RAW DATA:
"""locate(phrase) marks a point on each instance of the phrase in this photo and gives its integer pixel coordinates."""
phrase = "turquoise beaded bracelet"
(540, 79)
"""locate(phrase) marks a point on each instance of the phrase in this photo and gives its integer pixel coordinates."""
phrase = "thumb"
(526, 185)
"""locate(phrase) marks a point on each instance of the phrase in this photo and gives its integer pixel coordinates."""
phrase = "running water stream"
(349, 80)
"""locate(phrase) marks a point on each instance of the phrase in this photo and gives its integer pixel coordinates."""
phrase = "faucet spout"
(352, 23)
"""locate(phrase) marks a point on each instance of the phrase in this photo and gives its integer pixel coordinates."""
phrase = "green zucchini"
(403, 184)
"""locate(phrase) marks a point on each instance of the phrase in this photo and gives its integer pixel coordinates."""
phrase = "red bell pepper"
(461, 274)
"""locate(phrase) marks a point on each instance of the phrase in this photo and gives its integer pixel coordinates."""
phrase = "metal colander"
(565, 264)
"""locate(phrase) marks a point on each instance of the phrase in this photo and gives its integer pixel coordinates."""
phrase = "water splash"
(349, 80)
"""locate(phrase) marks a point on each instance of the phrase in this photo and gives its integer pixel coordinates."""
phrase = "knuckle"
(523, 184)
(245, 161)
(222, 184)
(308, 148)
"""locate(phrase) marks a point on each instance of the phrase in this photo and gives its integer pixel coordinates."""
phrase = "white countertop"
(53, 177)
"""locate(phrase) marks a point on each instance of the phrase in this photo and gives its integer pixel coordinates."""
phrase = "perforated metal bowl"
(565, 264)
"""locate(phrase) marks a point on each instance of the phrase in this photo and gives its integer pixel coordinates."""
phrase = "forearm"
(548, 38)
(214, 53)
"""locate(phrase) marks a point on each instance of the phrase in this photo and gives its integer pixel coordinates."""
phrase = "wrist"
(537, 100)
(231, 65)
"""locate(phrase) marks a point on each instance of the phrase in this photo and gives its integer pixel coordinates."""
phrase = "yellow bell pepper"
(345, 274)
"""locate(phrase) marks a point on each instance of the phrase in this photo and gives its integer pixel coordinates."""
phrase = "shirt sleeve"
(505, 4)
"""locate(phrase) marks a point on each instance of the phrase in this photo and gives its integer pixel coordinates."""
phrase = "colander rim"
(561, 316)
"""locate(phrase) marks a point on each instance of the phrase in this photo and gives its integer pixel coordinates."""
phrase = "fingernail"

WHAT TO WORK ON: Set down the entries verbatim, leaving none out.

TASK RESULT:
"""locate(phrase) marks a point on each instance of the phrase in this photo and gives its integer pixel coordinates."""
phrase = "turquoise beaded bracelet"
(540, 79)
"""locate(phrase) marks a point on each instance of the phrase in this photo and gives its integer pixel coordinates."""
phrase = "thumb"
(526, 185)
"""locate(phrase) marks a point on each instance of the phrase in this photo and gives its integer pixel coordinates."""
phrase = "running water stream"
(349, 80)
"""locate(phrase) marks a point on each instance of the phrase in this photo and gives its integer pixel coordinates."""
phrase = "faucet spout"
(352, 23)
"""locate(phrase) marks a point on each instance of the phrase in this photo and gives its integer pixel coordinates."""
phrase = "green zucchini"
(403, 184)
"""locate(phrase) marks a point on each instance of the phrase in this photo and gives its integer pixel coordinates."""
phrase = "red bell pepper"
(461, 274)
"""locate(phrase) marks a point on each instance of the phrase in this photo and gives its integer pixel coordinates."""
phrase = "metal colander"
(565, 264)
"""locate(phrase) marks a point on each instance of the phrase in this photo and gives its integer pixel coordinates."""
phrase = "water splash"
(349, 80)
"""locate(phrase) marks a point on each instance of the phrase in this photo and gives its integer pixel coordinates."""
phrase = "knuckle"
(523, 184)
(245, 161)
(222, 184)
(308, 148)
"""locate(phrase) marks a point on each instance of the phrase in this photo and gives its integer pixel coordinates."""
phrase = "white countertop"
(53, 177)
"""locate(phrase) marks a point on each instance of the phrase in this photo and gives its integer pixel coordinates."""
phrase = "perforated metal bowl"
(565, 264)
"""locate(phrase) marks a point on each instance of the phrase in this photo and gives its integer pixel coordinates."""
phrase = "forearm"
(548, 38)
(214, 53)
"""locate(phrase) marks a point on each instance of the phrase in this photo and gives its integer pixel coordinates."""
phrase = "wrist"
(537, 100)
(231, 65)
"""locate(phrase) marks a point on each instance of the phrase in this photo and gives its integer pixel coordinates."""
phrase = "yellow bell pepper"
(345, 274)
"""locate(phrase) marks a point on each instance of the phrase in this photo and gives its integer pixel coordinates."""
phrase = "shirt sleeve"
(505, 4)
"""locate(phrase) marks a point on each instance of the phrase in this photo and gives its integer pixel coordinates."""
phrase = "colander rim"
(561, 316)
"""locate(phrase) marks a point on each instance of the phrase in this photo and gives its integer pixel coordinates."""
phrase = "fingernail"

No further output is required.